• [Selected excerpt]:
-- START --
Still no clue what you mean, sorry.

> >> I'll drop STP patch for now, it will be better to make a generic soft STP for all switches without
> >> HW offloading. For example ksz9477 is doing SW based STP in similar way.
> >
> > How about we discuss first about what your switch is not doing properly?
> > Have you debugged more than just watching the bridge change port states?
> > As Andrew said, a port needs to accept and send link-local frames
> > regardless of the STP state. In the BLOCKING state it must send no other
> > frames and have address learning disabled. Is this what's happening, is
> > the switch forwarding frames towards a BLOCKING port?
> 
> The switch is not forwarding BPDU frame to the CPU port. So, the linux
> bridge will stack by cycling different state of the port where loop was
> detected.

The switch should not be 'forwarding' BPDU frames to the CPU port, it
should be 'trapping' them. The difference is subtle but important. Often
times switches have an Access Control List which allows them to steal
packets from the normal FDB-based forwarding path. It is probably the
case that your switch needs to be told to treat STP BPDUs specially and
not just 'forward' them.
-- END --
• [Exercise]:
Answer these questions on the STP excerpt:
1. Which switch is cited as doing software-based STP in a similar way?
2. What kind of frames must a port accept and send regardless of its STP state?
3. According to the final paragraph, what should the switch do with BPDU frames instead of forwarding them to the CPU port?
Rely solely on the STP excerpt when responding.

• [Record set]:
-- START --
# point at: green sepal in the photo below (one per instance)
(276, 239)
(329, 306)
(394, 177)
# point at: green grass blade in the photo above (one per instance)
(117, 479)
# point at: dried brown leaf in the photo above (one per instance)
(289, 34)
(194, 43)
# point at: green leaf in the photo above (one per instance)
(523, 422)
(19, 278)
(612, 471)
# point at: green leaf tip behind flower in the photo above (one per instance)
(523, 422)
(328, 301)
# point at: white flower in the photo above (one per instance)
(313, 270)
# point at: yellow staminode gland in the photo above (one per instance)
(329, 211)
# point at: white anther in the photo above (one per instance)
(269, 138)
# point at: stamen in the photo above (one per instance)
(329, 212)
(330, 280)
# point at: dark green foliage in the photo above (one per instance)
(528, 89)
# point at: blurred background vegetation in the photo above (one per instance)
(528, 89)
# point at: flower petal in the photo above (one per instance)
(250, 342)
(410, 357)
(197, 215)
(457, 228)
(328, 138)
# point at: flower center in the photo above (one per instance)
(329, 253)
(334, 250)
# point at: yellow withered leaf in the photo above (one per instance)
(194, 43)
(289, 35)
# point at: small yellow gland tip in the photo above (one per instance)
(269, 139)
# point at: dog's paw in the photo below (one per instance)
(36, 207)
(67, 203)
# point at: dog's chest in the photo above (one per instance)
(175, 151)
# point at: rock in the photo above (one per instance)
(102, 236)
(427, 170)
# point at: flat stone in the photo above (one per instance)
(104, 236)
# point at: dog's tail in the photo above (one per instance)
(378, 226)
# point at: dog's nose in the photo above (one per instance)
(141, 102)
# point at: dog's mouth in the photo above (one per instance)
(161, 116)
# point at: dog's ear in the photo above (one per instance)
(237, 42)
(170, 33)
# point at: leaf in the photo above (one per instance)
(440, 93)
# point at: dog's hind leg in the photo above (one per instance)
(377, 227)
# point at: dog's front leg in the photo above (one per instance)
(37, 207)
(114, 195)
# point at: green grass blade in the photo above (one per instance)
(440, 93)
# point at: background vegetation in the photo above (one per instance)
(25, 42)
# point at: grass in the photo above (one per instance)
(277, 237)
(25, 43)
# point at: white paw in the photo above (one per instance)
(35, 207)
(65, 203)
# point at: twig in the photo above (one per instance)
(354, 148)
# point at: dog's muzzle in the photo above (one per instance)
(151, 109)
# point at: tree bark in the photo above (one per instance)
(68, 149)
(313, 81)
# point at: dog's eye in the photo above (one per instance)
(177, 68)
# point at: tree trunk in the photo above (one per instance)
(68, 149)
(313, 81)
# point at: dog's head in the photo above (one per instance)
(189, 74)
-- END --
• [Result of the exercise]:
1. The ksz9477.
2. Link-local frames.
3. Trap them.